(MATERIAL PROVIDED)

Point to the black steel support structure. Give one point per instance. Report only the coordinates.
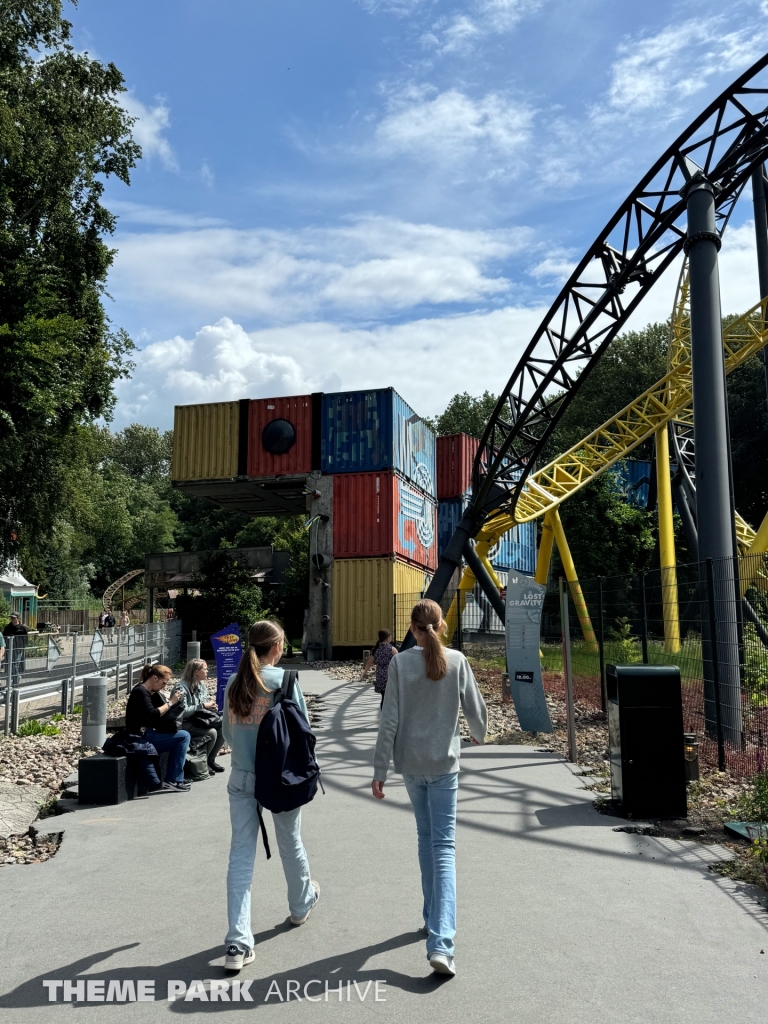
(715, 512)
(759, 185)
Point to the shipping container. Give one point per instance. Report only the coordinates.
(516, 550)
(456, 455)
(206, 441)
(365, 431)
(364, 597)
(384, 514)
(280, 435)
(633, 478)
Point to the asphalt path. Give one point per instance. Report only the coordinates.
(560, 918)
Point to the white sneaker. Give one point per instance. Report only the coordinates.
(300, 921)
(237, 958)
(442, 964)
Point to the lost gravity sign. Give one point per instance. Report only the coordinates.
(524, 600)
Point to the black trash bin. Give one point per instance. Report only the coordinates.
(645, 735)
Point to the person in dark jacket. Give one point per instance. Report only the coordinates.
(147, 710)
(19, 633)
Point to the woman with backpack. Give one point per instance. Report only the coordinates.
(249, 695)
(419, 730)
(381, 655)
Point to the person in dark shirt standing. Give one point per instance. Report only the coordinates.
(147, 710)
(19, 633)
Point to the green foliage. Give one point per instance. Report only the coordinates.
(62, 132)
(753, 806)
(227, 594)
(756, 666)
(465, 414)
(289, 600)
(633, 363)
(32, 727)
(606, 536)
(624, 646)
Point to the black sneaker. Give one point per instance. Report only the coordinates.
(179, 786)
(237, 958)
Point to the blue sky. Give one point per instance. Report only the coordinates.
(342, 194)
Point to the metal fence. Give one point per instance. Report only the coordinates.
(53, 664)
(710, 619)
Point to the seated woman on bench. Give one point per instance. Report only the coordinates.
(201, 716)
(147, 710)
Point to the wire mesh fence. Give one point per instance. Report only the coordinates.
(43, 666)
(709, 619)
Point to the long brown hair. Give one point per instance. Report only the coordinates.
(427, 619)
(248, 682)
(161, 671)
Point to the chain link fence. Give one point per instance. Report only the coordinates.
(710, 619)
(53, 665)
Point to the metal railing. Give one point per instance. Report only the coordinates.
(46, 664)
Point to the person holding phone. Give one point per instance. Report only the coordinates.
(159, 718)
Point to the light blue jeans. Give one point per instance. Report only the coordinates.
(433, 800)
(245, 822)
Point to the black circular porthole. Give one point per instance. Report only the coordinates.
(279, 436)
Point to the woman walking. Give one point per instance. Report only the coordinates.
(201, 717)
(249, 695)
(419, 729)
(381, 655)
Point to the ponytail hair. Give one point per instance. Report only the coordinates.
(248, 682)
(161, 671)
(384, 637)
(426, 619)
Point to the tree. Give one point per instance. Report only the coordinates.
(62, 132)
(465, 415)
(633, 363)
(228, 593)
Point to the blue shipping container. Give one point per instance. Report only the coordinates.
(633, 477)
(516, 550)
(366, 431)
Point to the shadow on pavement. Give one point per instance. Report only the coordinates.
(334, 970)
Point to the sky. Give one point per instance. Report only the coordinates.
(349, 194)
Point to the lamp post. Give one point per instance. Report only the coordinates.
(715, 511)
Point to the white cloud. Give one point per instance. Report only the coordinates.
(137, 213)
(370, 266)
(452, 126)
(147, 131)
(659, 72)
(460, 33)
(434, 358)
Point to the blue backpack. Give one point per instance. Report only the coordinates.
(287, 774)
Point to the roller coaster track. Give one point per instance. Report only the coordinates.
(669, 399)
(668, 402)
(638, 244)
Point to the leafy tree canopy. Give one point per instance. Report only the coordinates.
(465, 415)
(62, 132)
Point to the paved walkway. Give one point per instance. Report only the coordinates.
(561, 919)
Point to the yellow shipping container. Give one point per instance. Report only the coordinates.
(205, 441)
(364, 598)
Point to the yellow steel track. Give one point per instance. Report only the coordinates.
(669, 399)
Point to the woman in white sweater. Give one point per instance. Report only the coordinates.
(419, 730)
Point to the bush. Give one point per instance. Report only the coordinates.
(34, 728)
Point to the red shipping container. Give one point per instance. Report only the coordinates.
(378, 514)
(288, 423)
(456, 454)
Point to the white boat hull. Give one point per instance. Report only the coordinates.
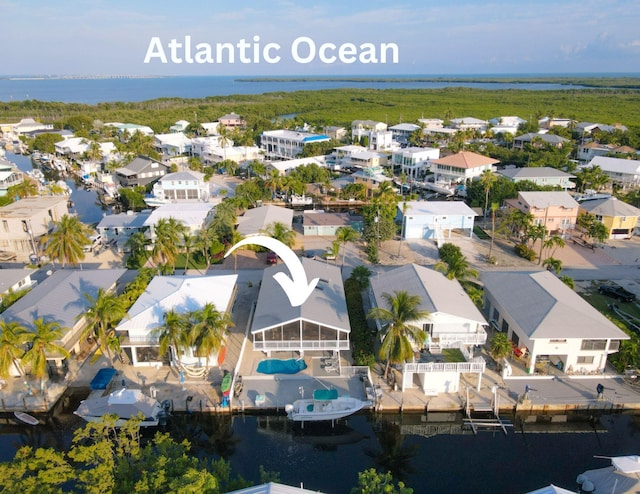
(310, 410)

(End MATERIAL PROVIDED)

All entries above are to be reproduced exactly, with no pictures.

Point to the black steel support structure. Give one point per instance. Report only the coordinates.
(715, 512)
(759, 185)
Point to the shipping container. Give one point per instance. Report only the coordinates.
(516, 550)
(456, 455)
(206, 441)
(365, 431)
(364, 597)
(384, 514)
(280, 435)
(633, 478)
Point to the asphalt path. Give one point per instance. Report only the coordinates.
(560, 918)
Point to the white sneaker. Give one point per instance. Report only the coordinates.
(300, 921)
(237, 958)
(442, 964)
Point to the lost gravity sign. Give one point per instance. Report only the coordinates.
(524, 600)
Point to the black trash bin. Give one point per instance. Report only the coordinates.
(645, 735)
Point to the person in dark jacket. Give one point per instance. Report only the coordinates.
(147, 710)
(19, 633)
Point to the woman with backpack. Give one point per instance. Report only the coordinates.
(249, 695)
(419, 730)
(381, 655)
Point to the person in dark shirt standing. Give one point per instance. Report only the coordinates.
(147, 710)
(19, 633)
Point to the green foliage. Give one point per instance. Report only the coordinates.
(62, 132)
(753, 806)
(227, 594)
(756, 666)
(465, 414)
(289, 600)
(633, 363)
(32, 727)
(606, 536)
(624, 646)
Point to the black sneaker. Give one point per instance. Report only the coordinates.
(179, 786)
(237, 958)
Point to the blue sky. Give one point per instance. Report only the coordinates.
(342, 194)
Point to the metal fence. Give one point per instance. Report only the coordinates.
(53, 664)
(710, 619)
Point to the seated woman on bench. Give one point per instance. Report only the coordinates.
(201, 716)
(147, 710)
Point to the wire mesh fence. Give one point per instance. Report only the coordinates.
(43, 666)
(709, 619)
Point to the long brown hair. Give one point per instance. Report only the coordinates.
(427, 619)
(248, 682)
(161, 671)
Point to the chain link fence. Give one point per instance. Report only the coordinates.
(710, 619)
(53, 665)
Point to the metal railing. Give one point per instance. Report only the coordinates.
(46, 664)
Point to the person holding phone. Give one point per instance. Report only the coordinates.
(159, 718)
Point to the light blue jeans. Give one point per instance. Report only the coordinates.
(433, 800)
(245, 822)
Point to the black circular porthole. Give one point per instance. Report only the coordinates.
(279, 436)
Point to the woman walking. Give one point per instance. Report only the coordinates.
(201, 717)
(249, 695)
(419, 729)
(381, 655)
Point to the ponytail hair. Give one point per instance. Report only the coordinates.
(248, 682)
(161, 671)
(384, 637)
(426, 619)
Point to the tree. Give one point per instance. Report only the coordinates.
(62, 132)
(465, 415)
(633, 363)
(228, 593)
Point to the blue shipping container. Give one point per instance. Report only the coordinates.
(633, 477)
(516, 550)
(366, 431)
Point to the shadow on pavement. Give one point per instance. Report only the coordinates.
(334, 970)
Point to the sky. Give one point per instance. Report only the coordinates.
(349, 194)
Point to the lamp post. Give one point per instance. Report only the coordinates.
(715, 511)
Point to the white cloud. Give one point per instance. Report only the coordinates.
(137, 213)
(370, 266)
(452, 126)
(147, 131)
(659, 72)
(460, 33)
(434, 358)
Point to the blue backpack. Give one point per instance. Report only the coordinates.
(287, 774)
Point to the roller coaster track. Give one point per instance. Report only the coordinates.
(669, 399)
(668, 402)
(638, 244)
Point to the leafy tree canopy. Give one point per instance. Report only the coordinates.
(465, 415)
(62, 132)
Point to the paved walkway. Give one point per instance. Report only the coordinates.
(561, 919)
Point to the yellow shipping container. Give one point per instance. Report only the coordinates.
(205, 441)
(364, 598)
Point to the yellow steel track. Give one point per instance. Report only the coordinates.
(669, 399)
Point to the woman in white sweater. Give one point per instance. Report only the coordinates.
(419, 730)
Point to the bush. Give one point per instance. Report only the coordinates.
(34, 728)
Point to the red shipping container. Give one point per instance. Report only the coordinates.
(378, 514)
(288, 423)
(456, 454)
Point to the white boat hull. Give one point per instance. Report only the coordinates.
(310, 410)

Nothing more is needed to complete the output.